(What is expected):
Rescale the listing from its first line up to and including the line with "14 132 L 10", and nothing beyond it. Reproduce every line, but multiply each outline coordinate in the answers by 2.2, rounding to whole numbers with halves going up, and leave out the pictures.

(Data section):
= = = =

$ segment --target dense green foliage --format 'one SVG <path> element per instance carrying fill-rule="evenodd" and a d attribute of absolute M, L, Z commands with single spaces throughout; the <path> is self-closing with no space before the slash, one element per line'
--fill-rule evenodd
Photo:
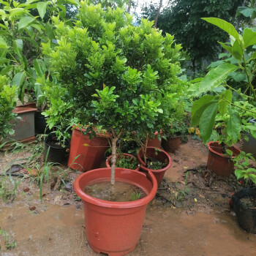
<path fill-rule="evenodd" d="M 256 127 L 247 123 L 251 118 L 256 117 L 256 89 L 252 83 L 255 72 L 255 51 L 249 49 L 256 45 L 256 32 L 245 29 L 240 35 L 232 24 L 215 18 L 203 18 L 223 31 L 230 37 L 231 43 L 219 42 L 236 61 L 236 65 L 221 63 L 211 69 L 201 82 L 194 86 L 197 95 L 206 94 L 193 103 L 192 108 L 192 124 L 199 125 L 200 135 L 206 143 L 212 135 L 215 127 L 218 132 L 216 140 L 232 145 L 241 139 L 242 132 L 250 131 L 256 138 Z M 249 88 L 249 95 L 241 90 L 233 89 L 228 85 L 227 78 L 237 70 L 244 70 Z"/>
<path fill-rule="evenodd" d="M 14 132 L 10 121 L 16 116 L 12 112 L 18 99 L 16 91 L 15 86 L 7 84 L 5 76 L 0 75 L 0 140 Z"/>
<path fill-rule="evenodd" d="M 203 22 L 203 17 L 217 17 L 234 21 L 242 0 L 175 0 L 165 8 L 158 18 L 157 27 L 175 36 L 188 50 L 194 69 L 203 59 L 213 60 L 219 52 L 217 40 L 226 41 L 227 34 Z M 144 8 L 144 17 L 155 18 L 157 6 Z M 200 67 L 200 65 L 199 65 Z"/>

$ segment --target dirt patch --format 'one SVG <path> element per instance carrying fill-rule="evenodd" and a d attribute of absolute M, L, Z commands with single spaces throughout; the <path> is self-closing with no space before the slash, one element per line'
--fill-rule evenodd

= = = =

(Complete response):
$ segment --target dense green foliage --format 'one SVG <path> element per instance carrying fill-rule="evenodd" and a d attribute of absolute M, L, Z commands with single spaces throughout; the <path> is self-closing with no space before the slash, one element per line'
--fill-rule evenodd
Photo:
<path fill-rule="evenodd" d="M 563 279 L 543 271 L 552 260 L 563 257 L 563 196 L 554 183 L 561 158 L 561 112 L 548 108 L 563 99 L 563 70 L 539 64 L 528 77 L 510 53 L 473 40 L 447 40 L 491 68 L 506 81 L 508 95 L 482 92 L 519 134 L 519 143 L 486 139 L 464 152 L 442 180 L 427 189 L 433 209 L 453 207 L 425 227 L 422 238 L 422 273 L 438 275 L 440 297 L 453 315 L 466 297 L 473 279 L 480 290 L 475 308 L 510 319 L 530 306 L 532 290 L 550 288 L 563 304 Z M 548 194 L 548 209 L 530 198 L 513 196 L 502 187 L 499 172 L 521 154 L 537 154 Z"/>
<path fill-rule="evenodd" d="M 31 290 L 22 266 L 35 255 L 26 246 L 40 218 L 35 200 L 33 189 L 15 185 L 11 167 L 0 165 L 0 308 Z"/>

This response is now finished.